(Point-per-instance localization data)
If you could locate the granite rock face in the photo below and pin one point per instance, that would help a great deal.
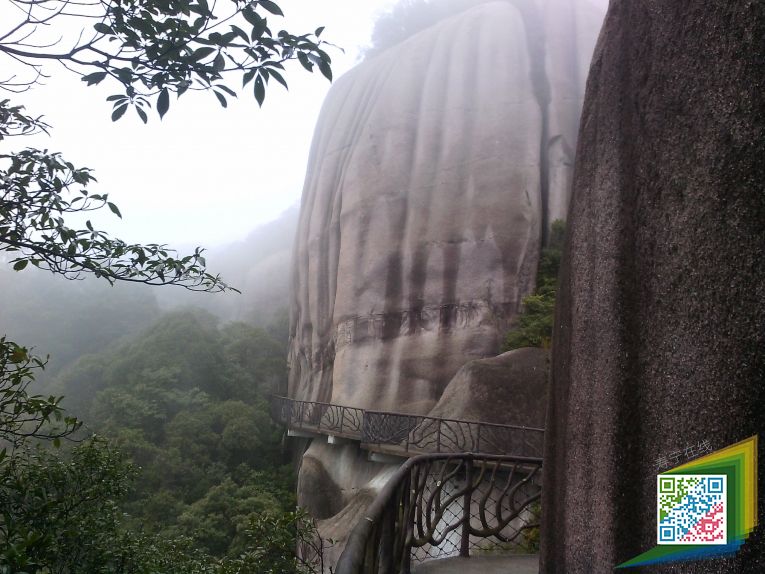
(660, 326)
(436, 168)
(509, 389)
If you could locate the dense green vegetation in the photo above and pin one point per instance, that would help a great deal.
(190, 474)
(534, 324)
(186, 401)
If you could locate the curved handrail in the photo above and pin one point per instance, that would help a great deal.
(408, 434)
(383, 538)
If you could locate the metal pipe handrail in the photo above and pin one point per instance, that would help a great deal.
(470, 421)
(408, 433)
(382, 540)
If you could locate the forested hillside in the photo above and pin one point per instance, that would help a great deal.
(186, 401)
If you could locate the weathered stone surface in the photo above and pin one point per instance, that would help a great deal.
(434, 170)
(335, 485)
(661, 319)
(509, 389)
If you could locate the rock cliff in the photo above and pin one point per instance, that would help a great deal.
(661, 314)
(436, 168)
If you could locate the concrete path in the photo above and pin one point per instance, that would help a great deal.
(517, 564)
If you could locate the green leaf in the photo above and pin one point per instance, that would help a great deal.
(102, 28)
(271, 7)
(163, 102)
(260, 90)
(119, 112)
(219, 63)
(114, 209)
(303, 59)
(94, 78)
(201, 53)
(325, 69)
(248, 76)
(279, 78)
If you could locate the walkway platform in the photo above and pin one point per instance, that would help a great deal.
(515, 564)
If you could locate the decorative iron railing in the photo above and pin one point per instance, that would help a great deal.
(419, 434)
(325, 418)
(408, 435)
(440, 505)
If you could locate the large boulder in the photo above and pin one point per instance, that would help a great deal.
(509, 389)
(435, 169)
(661, 319)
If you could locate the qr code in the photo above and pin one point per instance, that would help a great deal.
(691, 508)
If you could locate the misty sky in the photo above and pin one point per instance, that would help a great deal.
(204, 175)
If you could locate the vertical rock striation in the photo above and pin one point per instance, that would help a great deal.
(435, 169)
(661, 318)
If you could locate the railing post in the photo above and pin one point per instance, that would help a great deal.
(466, 500)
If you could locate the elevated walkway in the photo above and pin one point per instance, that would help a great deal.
(400, 435)
(517, 564)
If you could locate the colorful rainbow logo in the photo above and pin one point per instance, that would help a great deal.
(736, 468)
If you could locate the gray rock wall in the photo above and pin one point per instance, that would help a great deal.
(661, 319)
(434, 172)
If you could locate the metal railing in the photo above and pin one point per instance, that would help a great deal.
(419, 434)
(319, 417)
(408, 435)
(440, 505)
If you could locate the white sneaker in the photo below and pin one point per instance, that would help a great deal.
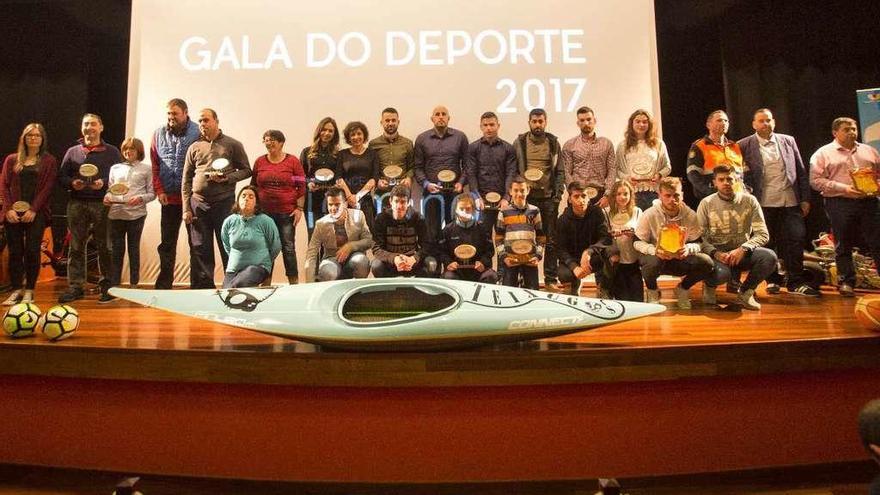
(747, 300)
(683, 296)
(13, 299)
(709, 295)
(28, 296)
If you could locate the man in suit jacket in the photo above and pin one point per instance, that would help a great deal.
(778, 179)
(344, 238)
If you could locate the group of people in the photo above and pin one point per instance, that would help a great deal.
(487, 203)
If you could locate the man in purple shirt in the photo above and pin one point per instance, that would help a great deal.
(850, 210)
(438, 149)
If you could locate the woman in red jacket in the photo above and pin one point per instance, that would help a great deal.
(25, 185)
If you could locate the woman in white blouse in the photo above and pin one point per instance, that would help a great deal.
(642, 158)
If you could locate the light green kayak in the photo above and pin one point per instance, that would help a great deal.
(395, 314)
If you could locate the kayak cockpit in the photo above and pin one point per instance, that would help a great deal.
(395, 303)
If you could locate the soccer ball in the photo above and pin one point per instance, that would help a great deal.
(60, 322)
(21, 320)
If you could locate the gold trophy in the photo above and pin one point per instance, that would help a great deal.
(492, 201)
(88, 173)
(671, 239)
(118, 190)
(21, 207)
(521, 251)
(533, 175)
(447, 180)
(217, 168)
(393, 174)
(464, 254)
(323, 178)
(865, 181)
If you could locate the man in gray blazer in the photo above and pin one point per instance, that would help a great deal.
(776, 175)
(344, 238)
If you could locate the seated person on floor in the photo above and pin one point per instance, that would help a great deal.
(582, 240)
(734, 234)
(343, 237)
(251, 239)
(464, 247)
(668, 238)
(519, 237)
(401, 240)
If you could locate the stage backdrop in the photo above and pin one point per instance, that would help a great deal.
(273, 65)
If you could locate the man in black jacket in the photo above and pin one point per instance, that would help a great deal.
(582, 239)
(464, 247)
(400, 247)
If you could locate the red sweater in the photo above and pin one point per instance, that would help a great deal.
(10, 190)
(279, 185)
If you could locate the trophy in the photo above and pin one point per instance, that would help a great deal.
(533, 175)
(447, 180)
(521, 251)
(393, 174)
(619, 224)
(118, 190)
(492, 201)
(88, 173)
(323, 178)
(217, 167)
(671, 239)
(21, 207)
(464, 254)
(865, 181)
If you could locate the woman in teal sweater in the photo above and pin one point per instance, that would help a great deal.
(252, 241)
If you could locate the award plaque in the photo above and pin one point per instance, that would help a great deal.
(88, 172)
(464, 254)
(323, 178)
(671, 239)
(533, 175)
(119, 189)
(492, 201)
(865, 181)
(21, 207)
(522, 251)
(619, 223)
(217, 167)
(393, 174)
(447, 179)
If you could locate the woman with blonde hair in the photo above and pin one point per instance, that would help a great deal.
(622, 216)
(642, 158)
(26, 183)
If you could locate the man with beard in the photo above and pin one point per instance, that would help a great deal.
(538, 152)
(584, 242)
(392, 149)
(438, 149)
(589, 159)
(213, 165)
(167, 154)
(86, 213)
(400, 247)
(344, 238)
(671, 217)
(734, 234)
(780, 182)
(466, 231)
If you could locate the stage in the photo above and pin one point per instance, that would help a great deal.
(707, 390)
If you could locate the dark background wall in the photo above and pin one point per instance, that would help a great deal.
(803, 59)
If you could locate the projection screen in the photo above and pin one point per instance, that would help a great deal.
(285, 65)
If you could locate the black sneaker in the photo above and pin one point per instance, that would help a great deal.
(804, 290)
(70, 295)
(105, 297)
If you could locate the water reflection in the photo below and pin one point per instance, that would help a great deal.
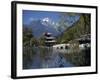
(45, 57)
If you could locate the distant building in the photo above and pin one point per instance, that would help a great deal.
(49, 39)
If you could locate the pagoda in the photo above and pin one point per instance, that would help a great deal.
(49, 39)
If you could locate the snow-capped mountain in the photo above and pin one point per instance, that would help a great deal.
(43, 25)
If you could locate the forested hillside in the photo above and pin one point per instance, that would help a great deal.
(80, 27)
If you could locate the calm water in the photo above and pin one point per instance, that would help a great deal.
(43, 57)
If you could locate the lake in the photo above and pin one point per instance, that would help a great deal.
(43, 57)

▶ _ASSIGNED TASK_
The reply should reproduce every entry above word for word and contain no pictures.

▶ _ANSWER BOX_
If you could locate the granite rock face in the photo below and pin one point per instance, that would help a great deal.
(660, 326)
(436, 168)
(509, 389)
If you could locate the dense green vegetation in the photo above and pin one point per instance, that would help a great deal.
(190, 474)
(534, 324)
(186, 401)
If you could locate the curved handrail in the photo above and pin one point per instance, that would help a great deal.
(408, 434)
(383, 538)
If you could locate the metal pipe handrail in the photo above and pin one point per instance, that would help a great deal.
(470, 421)
(408, 433)
(382, 540)
If you could locate the forested hillside in the photo above and pin one point per instance, that would help a great deal.
(186, 401)
If you could locate the weathered stone surface in the photo above and pin one point per instance, that would help a great deal.
(434, 170)
(335, 485)
(661, 319)
(509, 389)
If you could locate the rock cliff in the photo above and pin one point per instance, that would help a great deal.
(661, 314)
(436, 168)
If you could locate the concrete path in the photo above and pin one point per instance, that would help a great deal.
(517, 564)
If you could locate the green leaf in the photo above and pin one point per instance, that would help a great deal.
(102, 28)
(271, 7)
(163, 102)
(260, 90)
(119, 112)
(219, 63)
(114, 209)
(303, 59)
(94, 78)
(201, 53)
(325, 69)
(248, 76)
(279, 78)
If you could locate the walkway platform in the photo above and pin one point per instance, that would help a great deal.
(515, 564)
If you could locate the decorative iron railing in the photo above and pin one point per instance, that would help a great deal.
(419, 434)
(325, 418)
(408, 435)
(440, 505)
If you could locate the large boulder in the photo above and pin one point per instance, that would help a great deal.
(509, 389)
(435, 169)
(661, 319)
If you could locate the qr code in the photo above and pin one point per instance, that would help a great deal.
(691, 508)
If you could locate the misty sky in the photo above and pin one point per instance, that would help a great deal.
(204, 175)
If you could locate the vertical rock striation in the photo above and pin one point per instance, that would help a great deal.
(435, 169)
(661, 318)
If you could locate the railing post in the photo above and pin one point per instance, that would help a great deal.
(466, 500)
If you could locate the elevated walkway in the photo above and pin one point per instance, that would help a great deal.
(400, 435)
(517, 564)
If you could locate the colorful rainbow logo in the photo above and pin one point per instance, that would help a great deal.
(736, 468)
If you could locate the gray rock wall in the photo above and pin one point per instance, that would help a great deal.
(661, 319)
(434, 172)
If you could locate the metal railing in the photo above and pin one point per instance, that would help a great deal.
(419, 434)
(319, 417)
(408, 435)
(440, 505)
If you could locate the white sneaker in the photo below and pin one point per instance, that would help a great deal.
(747, 300)
(683, 296)
(13, 299)
(709, 295)
(28, 296)
If you could locate the man in suit jacket in the photo above and pin one point per instance, that would help a great deal.
(778, 179)
(344, 238)
If you could locate the group of people in the photo above and pin one point per instance, that would help a great deal.
(487, 203)
If you could locate the man in purple shirt in the photo above and pin one point per instance, that would help a great deal.
(850, 210)
(438, 149)
If you could locate the woman in red jacket in the photo above and pin one point per instance, that would help a great deal.
(25, 185)
If you could locate the woman in white blouse in the photo above and pin one point per instance, that would help a great deal.
(642, 158)
If you could locate the light green kayak in the photo above and pin one point per instance, that would help a great deal.
(395, 314)
If you could locate the kayak cockpit in the photo above and pin one point per instance, that would help a great deal.
(395, 303)
If you could locate the soccer ball in the photo above and pin one point per instance, that would help a great deal.
(60, 322)
(21, 320)
If you could locate the gold trophy in the photo above and pin one point per instance, that would help a great deal.
(492, 201)
(88, 173)
(671, 239)
(118, 190)
(21, 207)
(521, 251)
(533, 175)
(447, 180)
(217, 168)
(393, 174)
(464, 254)
(323, 178)
(865, 181)
If you could locate the man in gray blazer in the photo above and pin one point per instance, that would help a great deal.
(776, 175)
(344, 238)
If you could locate the seated person on floor in the photo above and pin one point per instance, that would help a great deal.
(582, 240)
(734, 234)
(343, 237)
(251, 239)
(464, 247)
(668, 238)
(519, 237)
(401, 240)
If you could locate the stage backdrop in the photo above and pin one point per instance, that would help a great deal.
(273, 65)
If you could locate the man in black jacket in the photo above and pin one point per instance, that would help a great deal.
(582, 239)
(464, 247)
(400, 247)
If you could locate the red sweater in the photo above and pin one point per instance, that would help a great deal.
(10, 190)
(279, 185)
If you could locate the trophy in the photo above and pin one point per instance, that would help a great deal.
(533, 175)
(447, 180)
(521, 251)
(393, 174)
(619, 224)
(118, 190)
(492, 201)
(88, 173)
(323, 178)
(217, 167)
(671, 239)
(21, 207)
(464, 254)
(865, 181)
If you could locate the woman in teal sweater in the photo above and pin one point per instance, that would help a great deal.
(252, 241)
If you could locate the award plaque in the photo above and pin one point per instance, that would help a great deal.
(88, 172)
(464, 254)
(323, 178)
(671, 239)
(533, 175)
(119, 189)
(492, 201)
(865, 181)
(21, 207)
(522, 251)
(619, 223)
(217, 167)
(393, 174)
(447, 179)
If you could locate the woman with blonde hair in the photo above and pin one point per instance, that would help a great deal.
(622, 216)
(642, 158)
(26, 183)
If you could locate the man with beard in the photo above and pin one point per instance, that would help a great deal.
(538, 152)
(584, 242)
(392, 149)
(438, 149)
(589, 159)
(213, 165)
(167, 154)
(86, 213)
(400, 247)
(344, 238)
(671, 217)
(734, 234)
(780, 182)
(466, 231)
If you could locate the stage in the photo above and pin one point per instance, that would help a great deal.
(707, 390)
If you could locate the dark background wall in the photo above and pin one point per instance, that would help a great deal.
(803, 59)
If you could locate the projection screen in the photo above and pin one point per instance, that would help a great deal.
(285, 65)
If you could locate the black sneaker in the photo above and pin one point per instance, that would help a great deal.
(804, 290)
(70, 295)
(105, 297)
If you could locate the water reflection in the photo below and pin one point per instance, that would help a great deal.
(45, 57)
If you could locate the distant building in the photo above and pin one point per instance, that would help a great deal.
(49, 39)
If you could locate the pagoda in the photo above and pin one point per instance, that would help a great deal.
(49, 39)
If you could locate the snow-capped mountain in the photo above and pin one point per instance, that would help a great deal.
(43, 25)
If you could locate the forested hillside in the photo above and pin one point per instance, that would help a great deal.
(80, 27)
If you could locate the calm water in the photo above and pin one point per instance, that would help a great deal.
(43, 57)
If you could locate the lake in the photo above and pin one point per instance, that would help a great deal.
(43, 57)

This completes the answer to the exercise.